__SHORT TASK__
Copy the records below, starting with the line that contains "Extract white wall from the image above." and going on through the line that contains "511 8 787 82". Keep the requests unchanged and multiply every bounding-box coordinate in the answers by 0.95, rounding to whole numbers with halves rounded up.

= = =

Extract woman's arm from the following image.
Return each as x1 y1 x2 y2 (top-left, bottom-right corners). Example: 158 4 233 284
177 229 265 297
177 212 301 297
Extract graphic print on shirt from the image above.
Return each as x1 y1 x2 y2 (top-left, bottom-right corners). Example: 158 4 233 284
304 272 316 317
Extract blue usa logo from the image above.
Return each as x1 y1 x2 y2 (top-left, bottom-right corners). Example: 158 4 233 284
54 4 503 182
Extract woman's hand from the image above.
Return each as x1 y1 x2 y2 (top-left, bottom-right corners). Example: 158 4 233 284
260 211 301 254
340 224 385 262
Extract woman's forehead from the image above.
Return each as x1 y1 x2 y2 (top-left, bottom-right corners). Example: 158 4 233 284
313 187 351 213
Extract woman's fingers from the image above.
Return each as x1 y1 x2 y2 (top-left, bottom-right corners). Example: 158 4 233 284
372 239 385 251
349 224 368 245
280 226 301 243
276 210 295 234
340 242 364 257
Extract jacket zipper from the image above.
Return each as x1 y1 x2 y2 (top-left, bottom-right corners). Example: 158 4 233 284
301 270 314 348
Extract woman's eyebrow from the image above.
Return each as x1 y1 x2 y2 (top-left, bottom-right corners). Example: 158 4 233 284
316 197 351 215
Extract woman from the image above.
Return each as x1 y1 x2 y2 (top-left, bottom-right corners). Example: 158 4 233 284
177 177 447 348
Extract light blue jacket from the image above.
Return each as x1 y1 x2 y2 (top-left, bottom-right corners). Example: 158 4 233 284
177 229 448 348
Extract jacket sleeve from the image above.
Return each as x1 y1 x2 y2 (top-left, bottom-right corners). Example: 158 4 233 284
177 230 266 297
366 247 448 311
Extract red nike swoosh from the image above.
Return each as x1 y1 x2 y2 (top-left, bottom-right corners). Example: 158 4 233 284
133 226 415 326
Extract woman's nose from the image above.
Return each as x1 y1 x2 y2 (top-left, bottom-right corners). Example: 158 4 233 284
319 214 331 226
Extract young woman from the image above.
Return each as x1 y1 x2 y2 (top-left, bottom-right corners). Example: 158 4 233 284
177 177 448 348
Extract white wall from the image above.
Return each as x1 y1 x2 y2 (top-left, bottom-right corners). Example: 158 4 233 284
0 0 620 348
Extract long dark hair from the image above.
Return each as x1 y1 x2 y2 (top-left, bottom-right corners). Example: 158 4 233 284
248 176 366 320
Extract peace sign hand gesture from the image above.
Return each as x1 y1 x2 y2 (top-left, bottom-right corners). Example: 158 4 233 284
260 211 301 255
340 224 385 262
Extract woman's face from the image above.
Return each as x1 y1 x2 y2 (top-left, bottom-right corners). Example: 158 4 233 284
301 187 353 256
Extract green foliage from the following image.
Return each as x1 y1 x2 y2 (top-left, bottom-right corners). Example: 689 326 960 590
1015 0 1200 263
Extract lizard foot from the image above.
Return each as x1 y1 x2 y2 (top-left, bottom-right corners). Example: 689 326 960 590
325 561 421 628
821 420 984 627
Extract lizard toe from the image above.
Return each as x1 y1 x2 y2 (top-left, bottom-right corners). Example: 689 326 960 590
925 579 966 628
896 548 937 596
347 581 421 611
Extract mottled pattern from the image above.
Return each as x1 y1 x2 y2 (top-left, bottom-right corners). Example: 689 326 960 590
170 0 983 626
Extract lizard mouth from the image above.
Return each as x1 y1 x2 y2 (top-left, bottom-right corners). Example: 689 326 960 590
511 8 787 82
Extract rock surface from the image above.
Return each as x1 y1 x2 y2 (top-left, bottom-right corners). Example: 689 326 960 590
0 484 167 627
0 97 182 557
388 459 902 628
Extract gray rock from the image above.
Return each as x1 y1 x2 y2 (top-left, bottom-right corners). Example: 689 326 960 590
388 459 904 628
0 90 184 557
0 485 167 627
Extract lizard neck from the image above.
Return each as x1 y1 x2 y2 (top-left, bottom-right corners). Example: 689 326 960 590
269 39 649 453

= = =

__EXERCISE RESULT__
Extract white wall from the image above.
Return each as x1 y1 x2 y2 (top-left, bottom-right corners). Example: 158 4 233 284
0 0 589 331
Extract long dark hair from the image above.
Return each as x1 y1 x2 y2 (top-left, bottom-right corners). Example: 158 4 233 284
236 167 348 304
Extract peace sign hand gesture from the image above.
Return each as x1 y1 x2 y2 (top-left, bottom-right corners). Example: 158 4 233 284
247 200 286 242
323 213 366 249
Extract woman's face from the image above.
Return each as x1 y1 x2 y2 (top-left, bottom-right corners). Example: 158 4 233 284
286 178 335 243
Extract green foliage from the following image.
Return each as x1 y1 x2 y2 (top-left, bottom-right corners). Example: 689 326 960 590
964 0 1140 250
Extract lizard foot from the image above.
Return each as x1 y1 x2 y2 (top-left, bottom-right corners). Example: 689 326 960 590
309 533 400 597
780 399 935 596
Extract lizard toe from the image above.
Return each as x1 y1 x2 y2 (top-left, bottom-right corners). Example: 689 326 960 590
879 550 918 597
851 521 890 566
330 552 400 580
Extract mottled pattern from the image above.
Return each as x1 y1 x2 y2 (top-left, bottom-right corners). Example: 689 326 960 590
162 0 934 595
Extract lizard mouth from the image above.
Return each as x1 y1 x2 y2 (top-left, bottom-right corners). Example: 689 326 960 590
485 8 748 78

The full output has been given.